• WORK TO DO: Count the lines in the data below that contain the string "drawer", and give only that number.

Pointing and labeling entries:
■ ■ ■ ■ ■ ■ ■
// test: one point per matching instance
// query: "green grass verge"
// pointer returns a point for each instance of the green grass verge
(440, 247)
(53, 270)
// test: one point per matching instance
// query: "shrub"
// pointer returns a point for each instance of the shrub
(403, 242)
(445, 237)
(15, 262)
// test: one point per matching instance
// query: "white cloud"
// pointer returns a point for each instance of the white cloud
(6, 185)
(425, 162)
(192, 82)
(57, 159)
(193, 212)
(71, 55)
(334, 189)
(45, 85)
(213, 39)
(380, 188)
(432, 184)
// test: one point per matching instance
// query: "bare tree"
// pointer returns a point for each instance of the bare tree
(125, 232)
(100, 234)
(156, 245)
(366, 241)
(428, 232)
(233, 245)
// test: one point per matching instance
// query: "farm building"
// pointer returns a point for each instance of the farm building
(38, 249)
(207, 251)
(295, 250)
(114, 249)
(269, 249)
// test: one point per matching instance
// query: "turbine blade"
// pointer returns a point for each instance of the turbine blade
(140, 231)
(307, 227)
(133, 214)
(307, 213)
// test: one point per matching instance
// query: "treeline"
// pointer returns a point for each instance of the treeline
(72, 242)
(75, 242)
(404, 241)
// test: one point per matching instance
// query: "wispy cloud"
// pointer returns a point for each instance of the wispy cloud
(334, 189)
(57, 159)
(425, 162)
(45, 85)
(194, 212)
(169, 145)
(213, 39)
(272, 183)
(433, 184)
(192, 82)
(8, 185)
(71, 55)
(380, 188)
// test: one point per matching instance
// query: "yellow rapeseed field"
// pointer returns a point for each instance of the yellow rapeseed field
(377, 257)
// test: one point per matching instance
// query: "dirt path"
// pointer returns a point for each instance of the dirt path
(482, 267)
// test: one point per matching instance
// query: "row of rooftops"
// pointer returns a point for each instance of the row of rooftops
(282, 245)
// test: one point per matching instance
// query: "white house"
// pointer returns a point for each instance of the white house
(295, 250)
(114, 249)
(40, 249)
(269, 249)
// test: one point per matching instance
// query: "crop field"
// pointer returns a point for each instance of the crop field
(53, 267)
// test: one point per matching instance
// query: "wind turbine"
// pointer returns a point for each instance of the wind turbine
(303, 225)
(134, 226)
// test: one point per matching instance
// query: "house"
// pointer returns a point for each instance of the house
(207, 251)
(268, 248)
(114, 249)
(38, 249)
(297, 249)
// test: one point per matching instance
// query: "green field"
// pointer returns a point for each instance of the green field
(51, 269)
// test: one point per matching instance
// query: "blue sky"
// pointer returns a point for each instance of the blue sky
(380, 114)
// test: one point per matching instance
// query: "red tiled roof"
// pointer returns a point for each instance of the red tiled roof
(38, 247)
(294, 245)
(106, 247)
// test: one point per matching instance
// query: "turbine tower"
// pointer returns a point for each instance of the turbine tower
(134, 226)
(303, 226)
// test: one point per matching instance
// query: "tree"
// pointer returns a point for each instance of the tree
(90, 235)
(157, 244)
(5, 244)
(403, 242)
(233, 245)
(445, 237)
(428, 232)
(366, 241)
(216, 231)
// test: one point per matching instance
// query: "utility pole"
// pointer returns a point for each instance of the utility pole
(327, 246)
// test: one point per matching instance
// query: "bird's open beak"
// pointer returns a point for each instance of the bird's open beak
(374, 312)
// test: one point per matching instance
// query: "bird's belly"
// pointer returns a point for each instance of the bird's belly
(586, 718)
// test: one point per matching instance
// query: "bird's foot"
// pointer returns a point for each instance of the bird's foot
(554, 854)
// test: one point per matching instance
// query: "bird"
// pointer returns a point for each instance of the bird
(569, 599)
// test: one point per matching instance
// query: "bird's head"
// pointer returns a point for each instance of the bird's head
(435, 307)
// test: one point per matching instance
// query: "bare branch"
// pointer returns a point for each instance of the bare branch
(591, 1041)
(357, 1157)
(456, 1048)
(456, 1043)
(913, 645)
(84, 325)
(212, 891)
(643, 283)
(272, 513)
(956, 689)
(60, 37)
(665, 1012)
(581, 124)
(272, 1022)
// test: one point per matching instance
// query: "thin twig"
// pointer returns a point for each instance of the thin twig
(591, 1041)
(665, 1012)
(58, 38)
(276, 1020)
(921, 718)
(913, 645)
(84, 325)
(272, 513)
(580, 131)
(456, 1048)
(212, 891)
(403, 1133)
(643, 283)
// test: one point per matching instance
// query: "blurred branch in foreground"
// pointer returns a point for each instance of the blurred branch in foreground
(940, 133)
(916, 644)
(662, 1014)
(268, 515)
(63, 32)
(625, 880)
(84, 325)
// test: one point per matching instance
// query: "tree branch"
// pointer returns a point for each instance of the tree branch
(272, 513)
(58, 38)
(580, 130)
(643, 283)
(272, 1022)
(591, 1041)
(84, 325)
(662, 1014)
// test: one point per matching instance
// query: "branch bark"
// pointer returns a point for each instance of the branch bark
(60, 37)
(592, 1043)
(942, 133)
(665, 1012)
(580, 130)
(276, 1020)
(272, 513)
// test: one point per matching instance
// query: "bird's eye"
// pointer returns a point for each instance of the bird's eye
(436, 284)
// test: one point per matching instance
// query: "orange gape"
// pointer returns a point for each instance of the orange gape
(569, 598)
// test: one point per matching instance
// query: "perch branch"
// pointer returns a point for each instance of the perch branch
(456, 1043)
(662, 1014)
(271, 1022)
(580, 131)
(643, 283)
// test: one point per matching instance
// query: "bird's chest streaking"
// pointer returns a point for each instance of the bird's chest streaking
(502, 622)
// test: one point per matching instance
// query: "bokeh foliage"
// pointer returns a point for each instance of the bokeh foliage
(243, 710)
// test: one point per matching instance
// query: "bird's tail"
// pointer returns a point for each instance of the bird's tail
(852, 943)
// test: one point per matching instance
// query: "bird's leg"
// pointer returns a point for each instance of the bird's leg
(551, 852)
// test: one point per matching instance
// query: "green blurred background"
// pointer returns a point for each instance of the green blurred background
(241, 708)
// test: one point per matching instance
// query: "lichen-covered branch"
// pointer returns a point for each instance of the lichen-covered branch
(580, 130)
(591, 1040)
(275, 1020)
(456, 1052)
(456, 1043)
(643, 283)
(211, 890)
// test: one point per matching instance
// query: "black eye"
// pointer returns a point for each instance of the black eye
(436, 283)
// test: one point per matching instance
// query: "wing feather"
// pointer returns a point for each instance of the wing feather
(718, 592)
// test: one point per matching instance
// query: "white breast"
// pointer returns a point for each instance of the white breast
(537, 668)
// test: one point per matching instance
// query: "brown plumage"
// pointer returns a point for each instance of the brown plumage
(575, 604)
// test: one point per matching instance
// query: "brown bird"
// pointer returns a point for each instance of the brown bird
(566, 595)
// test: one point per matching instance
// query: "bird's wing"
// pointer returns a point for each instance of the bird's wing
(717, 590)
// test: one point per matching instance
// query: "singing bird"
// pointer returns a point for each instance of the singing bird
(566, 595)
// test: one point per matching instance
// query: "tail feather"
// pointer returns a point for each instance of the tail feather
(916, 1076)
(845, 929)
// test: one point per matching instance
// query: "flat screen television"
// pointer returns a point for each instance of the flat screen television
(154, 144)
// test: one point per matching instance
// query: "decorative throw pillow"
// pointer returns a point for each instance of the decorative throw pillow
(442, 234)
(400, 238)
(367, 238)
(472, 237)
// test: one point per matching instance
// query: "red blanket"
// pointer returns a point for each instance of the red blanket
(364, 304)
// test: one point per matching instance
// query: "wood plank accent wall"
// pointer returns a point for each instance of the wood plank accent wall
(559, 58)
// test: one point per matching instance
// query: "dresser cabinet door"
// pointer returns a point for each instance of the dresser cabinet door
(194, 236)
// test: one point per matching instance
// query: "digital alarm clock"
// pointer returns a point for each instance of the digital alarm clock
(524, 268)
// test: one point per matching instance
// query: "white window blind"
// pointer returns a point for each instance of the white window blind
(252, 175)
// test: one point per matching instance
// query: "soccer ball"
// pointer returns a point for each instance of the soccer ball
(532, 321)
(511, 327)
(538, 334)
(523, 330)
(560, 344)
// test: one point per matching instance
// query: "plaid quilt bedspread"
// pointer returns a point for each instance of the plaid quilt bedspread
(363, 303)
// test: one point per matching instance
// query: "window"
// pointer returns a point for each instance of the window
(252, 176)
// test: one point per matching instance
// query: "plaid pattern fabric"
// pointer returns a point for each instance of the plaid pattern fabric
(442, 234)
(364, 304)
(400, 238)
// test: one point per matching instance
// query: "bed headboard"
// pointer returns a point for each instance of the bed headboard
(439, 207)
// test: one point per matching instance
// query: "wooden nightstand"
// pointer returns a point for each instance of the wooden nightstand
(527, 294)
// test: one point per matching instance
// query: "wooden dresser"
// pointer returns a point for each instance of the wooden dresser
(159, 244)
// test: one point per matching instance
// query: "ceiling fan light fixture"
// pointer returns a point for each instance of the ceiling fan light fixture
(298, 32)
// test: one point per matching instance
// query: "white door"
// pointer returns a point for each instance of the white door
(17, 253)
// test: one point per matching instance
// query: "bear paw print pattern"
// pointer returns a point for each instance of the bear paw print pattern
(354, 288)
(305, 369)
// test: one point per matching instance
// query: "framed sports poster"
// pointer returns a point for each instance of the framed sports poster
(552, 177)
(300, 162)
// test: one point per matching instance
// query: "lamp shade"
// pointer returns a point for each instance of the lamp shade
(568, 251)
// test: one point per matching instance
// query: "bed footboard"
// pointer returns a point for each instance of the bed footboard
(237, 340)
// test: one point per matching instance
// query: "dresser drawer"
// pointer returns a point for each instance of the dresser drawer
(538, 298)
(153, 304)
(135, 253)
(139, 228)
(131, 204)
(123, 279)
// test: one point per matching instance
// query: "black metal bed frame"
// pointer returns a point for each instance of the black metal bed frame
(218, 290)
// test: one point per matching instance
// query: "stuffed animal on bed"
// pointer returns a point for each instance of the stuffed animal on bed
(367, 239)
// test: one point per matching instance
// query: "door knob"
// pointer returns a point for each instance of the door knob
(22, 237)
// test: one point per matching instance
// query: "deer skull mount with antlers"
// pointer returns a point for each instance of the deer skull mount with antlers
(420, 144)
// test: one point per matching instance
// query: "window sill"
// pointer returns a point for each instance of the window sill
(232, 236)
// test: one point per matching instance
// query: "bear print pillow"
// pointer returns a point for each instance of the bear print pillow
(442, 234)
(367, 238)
■ ■ ■ ■ ■ ■ ■
• REPLY: 2